Search the records for "Each". Report every line where it occurs.
(INPUT DATA)
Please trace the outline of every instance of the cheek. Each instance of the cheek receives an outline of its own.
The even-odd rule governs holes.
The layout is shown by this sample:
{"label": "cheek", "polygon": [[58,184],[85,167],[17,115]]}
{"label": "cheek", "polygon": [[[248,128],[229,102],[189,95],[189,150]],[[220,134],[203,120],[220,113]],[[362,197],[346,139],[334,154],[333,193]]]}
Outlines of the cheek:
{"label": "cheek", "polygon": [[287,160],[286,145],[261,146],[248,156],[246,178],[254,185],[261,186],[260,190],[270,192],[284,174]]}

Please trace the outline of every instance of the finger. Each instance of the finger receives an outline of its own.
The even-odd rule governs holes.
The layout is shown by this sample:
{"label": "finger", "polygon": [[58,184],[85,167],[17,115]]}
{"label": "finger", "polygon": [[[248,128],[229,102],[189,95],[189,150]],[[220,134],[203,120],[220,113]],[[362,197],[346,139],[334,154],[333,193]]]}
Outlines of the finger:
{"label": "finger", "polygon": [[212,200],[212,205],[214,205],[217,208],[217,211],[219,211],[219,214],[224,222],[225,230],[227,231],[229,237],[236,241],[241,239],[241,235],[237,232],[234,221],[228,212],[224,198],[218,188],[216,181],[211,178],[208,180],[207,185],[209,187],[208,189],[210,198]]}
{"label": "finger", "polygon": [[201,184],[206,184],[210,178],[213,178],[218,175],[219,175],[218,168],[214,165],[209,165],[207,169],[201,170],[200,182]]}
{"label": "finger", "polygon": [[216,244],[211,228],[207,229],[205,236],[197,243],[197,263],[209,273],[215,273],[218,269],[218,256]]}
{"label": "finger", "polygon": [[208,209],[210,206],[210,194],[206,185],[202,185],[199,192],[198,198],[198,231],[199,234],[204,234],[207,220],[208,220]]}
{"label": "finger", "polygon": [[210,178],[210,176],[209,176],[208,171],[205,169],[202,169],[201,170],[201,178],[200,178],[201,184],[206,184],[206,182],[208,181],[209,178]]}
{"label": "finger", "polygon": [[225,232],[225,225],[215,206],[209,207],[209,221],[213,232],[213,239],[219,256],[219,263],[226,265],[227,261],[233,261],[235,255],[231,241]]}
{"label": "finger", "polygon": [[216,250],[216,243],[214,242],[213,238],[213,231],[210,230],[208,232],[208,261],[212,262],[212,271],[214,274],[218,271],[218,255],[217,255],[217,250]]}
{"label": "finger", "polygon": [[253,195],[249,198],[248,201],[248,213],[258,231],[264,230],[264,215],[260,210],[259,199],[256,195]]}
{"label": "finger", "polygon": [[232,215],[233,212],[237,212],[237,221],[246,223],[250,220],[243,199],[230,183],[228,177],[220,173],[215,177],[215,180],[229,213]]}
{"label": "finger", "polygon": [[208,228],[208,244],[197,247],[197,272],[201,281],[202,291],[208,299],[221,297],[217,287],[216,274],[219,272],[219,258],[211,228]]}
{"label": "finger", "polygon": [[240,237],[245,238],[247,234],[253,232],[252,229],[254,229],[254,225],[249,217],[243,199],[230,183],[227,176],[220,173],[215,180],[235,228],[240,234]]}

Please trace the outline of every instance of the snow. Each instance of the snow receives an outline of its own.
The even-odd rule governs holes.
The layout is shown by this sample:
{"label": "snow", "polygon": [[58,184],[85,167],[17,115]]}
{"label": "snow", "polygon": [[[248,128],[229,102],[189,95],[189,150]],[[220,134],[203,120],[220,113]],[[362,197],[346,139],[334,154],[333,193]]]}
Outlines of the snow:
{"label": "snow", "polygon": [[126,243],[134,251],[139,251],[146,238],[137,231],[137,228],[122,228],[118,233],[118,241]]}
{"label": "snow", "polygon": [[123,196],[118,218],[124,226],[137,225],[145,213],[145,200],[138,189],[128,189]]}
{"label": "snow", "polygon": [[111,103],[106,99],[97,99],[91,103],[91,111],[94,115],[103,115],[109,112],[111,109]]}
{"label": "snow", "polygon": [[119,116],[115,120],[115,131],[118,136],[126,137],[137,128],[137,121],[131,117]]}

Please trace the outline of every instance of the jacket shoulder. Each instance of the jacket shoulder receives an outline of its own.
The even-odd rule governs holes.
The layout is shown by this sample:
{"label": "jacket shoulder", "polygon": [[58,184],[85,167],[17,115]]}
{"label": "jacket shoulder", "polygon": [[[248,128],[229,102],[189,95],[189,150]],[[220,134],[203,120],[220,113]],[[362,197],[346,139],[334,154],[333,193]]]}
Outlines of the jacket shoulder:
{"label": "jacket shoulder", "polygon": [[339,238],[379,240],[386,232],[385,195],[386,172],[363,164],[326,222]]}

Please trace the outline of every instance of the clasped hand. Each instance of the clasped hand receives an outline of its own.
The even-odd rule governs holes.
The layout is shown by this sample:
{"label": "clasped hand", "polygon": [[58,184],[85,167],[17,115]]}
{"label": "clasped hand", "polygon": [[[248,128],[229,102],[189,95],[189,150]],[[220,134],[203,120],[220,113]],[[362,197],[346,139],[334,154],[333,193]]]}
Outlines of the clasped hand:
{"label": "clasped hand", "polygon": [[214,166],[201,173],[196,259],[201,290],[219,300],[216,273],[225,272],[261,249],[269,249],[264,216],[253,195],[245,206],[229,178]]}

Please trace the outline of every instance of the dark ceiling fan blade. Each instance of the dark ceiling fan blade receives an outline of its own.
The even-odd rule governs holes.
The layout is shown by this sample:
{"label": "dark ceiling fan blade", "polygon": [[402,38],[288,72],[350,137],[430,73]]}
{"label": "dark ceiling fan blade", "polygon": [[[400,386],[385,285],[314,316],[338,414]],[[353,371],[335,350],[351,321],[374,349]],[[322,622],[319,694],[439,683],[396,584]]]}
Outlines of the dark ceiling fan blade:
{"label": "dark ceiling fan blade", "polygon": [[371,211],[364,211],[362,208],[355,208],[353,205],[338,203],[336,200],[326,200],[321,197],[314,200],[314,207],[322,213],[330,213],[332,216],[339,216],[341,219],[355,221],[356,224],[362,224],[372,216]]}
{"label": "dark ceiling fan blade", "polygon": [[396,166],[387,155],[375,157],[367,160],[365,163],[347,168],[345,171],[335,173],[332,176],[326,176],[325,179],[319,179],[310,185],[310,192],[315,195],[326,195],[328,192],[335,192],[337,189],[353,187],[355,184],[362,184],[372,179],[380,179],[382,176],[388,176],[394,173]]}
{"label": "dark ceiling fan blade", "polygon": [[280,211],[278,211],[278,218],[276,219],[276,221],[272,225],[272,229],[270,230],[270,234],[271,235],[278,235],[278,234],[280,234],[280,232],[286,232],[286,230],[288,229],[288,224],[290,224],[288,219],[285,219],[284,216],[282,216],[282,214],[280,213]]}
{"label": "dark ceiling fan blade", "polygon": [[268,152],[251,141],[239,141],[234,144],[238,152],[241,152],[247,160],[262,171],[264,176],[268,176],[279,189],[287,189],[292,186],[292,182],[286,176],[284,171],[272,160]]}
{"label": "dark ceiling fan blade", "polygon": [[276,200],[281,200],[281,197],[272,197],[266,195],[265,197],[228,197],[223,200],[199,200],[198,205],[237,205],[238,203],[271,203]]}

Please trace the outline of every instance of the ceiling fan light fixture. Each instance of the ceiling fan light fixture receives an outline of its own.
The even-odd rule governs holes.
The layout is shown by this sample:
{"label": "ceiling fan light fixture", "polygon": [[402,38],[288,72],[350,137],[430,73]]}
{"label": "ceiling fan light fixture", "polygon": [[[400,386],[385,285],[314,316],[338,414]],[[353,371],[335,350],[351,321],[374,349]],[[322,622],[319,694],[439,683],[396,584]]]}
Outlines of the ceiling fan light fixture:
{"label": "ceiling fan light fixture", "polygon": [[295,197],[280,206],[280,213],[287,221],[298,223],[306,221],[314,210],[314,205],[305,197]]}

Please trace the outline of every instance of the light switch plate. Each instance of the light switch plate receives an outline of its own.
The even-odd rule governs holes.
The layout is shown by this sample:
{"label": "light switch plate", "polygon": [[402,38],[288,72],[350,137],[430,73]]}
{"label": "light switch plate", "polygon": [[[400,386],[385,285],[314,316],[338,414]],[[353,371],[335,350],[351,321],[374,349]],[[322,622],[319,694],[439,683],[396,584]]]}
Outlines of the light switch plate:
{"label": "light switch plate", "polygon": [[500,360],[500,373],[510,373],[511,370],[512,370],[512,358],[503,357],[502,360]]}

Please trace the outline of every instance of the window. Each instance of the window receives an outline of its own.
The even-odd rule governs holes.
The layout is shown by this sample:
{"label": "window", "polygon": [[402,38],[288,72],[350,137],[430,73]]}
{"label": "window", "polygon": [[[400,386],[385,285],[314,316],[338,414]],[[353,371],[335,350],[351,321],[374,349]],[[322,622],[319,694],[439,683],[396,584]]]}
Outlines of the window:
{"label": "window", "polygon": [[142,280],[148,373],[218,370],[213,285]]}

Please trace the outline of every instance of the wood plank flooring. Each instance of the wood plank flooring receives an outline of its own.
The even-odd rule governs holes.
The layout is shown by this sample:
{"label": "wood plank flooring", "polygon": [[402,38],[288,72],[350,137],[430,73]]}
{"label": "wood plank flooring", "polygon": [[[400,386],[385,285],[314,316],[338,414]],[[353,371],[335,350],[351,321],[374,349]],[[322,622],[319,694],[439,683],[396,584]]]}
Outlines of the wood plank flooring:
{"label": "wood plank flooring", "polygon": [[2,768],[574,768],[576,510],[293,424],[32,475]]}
(End INPUT DATA)
EXERCISE ANSWER -
Please trace the outline of every instance of the cheek. Each instance of the cheek receives an outline of its own.
Please trace the outline of every instance of the finger. Each instance of the finger receives an outline of its own.
Please trace the outline of every instance of the snow. Each instance of the snow receives an outline of its own.
Please trace the outline of every instance of the jacket shoulder. Each instance of the jacket shoulder receives an outline of its own.
Please trace the outline of every instance of the clasped hand. Each instance of the clasped hand receives an outline of its own.
Please trace the outline of every instance of the dark ceiling fan blade. Each instance of the dark ceiling fan blade receives an outline of its own.
Please trace the outline of every instance of the ceiling fan light fixture. Each instance of the ceiling fan light fixture receives an outline of its own.
Please trace the outline of every instance of the light switch plate. Each instance of the light switch plate receives an outline of its own.
Please trace the outline of every instance of the window. Each instance of the window receives an outline of its own.
Please trace the outline of every instance of the wood plank flooring. Each instance of the wood plank flooring receives an outline of its own.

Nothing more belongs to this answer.